* TEXTE SOURCE:
::::::
Dossier : IMM-1698-02

Référence : 2003 CFPI 381

Ottawa (Ontario), le 1er avril 2003

EN PRÉSENCE DE MONSIEUR LE JUGE BLANCHARD

ENTRE :

                                                                     ZHI QIANG XU

                                                                                                                                                     demandeur

                                                                              - et -

                      LE MINISTRE DE LA CITOYENNETÉ ET DE L'IMMIGRATION

                                                                                                                                                      défendeur

                                  MOTIFS DE L'ORDONNANCE ET ORDONNANCE

[1]                 Le demandeur sollicite le contrôle judiciaire de la décision du 26 mars 2002 de la Section du statut de réfugié (la SSR), qui avait rejeté sa revendication du statut de réfugié.

Les faits

[2]                 Le demandeur, de nationalité chinoise, habitait Guangzhou. Il revendique le statut de réfugié en raison d'une crainte de persécution résultant de la menace d'une stérilisation forcée imposée par les fonctionnaires chinois.
::::::
* CONSIGNES:
1) Extrayez du texte source, sans y changer un seul caractère, le passage qui débute à « [1]                 Le demandeur » et se termine à « statut de réfugié. ».
2) Relevez toutes les lignes qui contiennent la chaîne « billboard », en respectant la casse.

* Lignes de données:
::::::
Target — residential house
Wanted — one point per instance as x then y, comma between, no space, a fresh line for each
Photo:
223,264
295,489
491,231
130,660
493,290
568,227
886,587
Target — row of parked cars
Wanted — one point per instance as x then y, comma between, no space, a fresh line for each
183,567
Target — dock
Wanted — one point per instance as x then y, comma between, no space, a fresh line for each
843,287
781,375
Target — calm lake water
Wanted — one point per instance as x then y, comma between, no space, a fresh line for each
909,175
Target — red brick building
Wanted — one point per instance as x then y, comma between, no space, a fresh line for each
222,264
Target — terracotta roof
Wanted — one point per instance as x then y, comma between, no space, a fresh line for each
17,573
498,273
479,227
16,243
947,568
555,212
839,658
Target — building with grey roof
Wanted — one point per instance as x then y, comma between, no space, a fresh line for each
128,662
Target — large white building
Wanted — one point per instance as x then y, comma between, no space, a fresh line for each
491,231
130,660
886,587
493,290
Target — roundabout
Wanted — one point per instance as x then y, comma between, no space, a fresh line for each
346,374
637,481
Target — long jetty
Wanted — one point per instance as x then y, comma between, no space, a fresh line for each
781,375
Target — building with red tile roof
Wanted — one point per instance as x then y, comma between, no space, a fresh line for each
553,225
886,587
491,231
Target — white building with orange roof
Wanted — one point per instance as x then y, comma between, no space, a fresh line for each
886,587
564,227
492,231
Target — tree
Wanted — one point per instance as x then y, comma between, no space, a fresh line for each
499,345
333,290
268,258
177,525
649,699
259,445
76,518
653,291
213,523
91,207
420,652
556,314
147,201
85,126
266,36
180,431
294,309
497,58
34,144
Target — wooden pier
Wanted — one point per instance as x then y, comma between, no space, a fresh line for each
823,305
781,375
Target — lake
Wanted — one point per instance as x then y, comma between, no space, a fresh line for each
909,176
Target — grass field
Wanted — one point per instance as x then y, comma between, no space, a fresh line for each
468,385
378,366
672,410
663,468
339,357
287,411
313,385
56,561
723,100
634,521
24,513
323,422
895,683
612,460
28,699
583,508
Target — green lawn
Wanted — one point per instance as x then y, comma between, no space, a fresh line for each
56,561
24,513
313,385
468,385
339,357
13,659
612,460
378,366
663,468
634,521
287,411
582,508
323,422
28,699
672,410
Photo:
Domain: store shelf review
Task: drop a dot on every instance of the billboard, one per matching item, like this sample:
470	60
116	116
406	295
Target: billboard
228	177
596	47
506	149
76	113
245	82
::::::
* RÉPONSES ATTENDUES:
1)
[1]                 Le demandeur sollicite le contrôle judiciaire de la décision du 26 mars 2002 de la Section du statut de réfugié (la SSR), qui avait rejeté sa revendication du statut de réfugié.

2)
Task: drop a dot on every instance of the billboard, one per matching item, like this sample:
Target: billboard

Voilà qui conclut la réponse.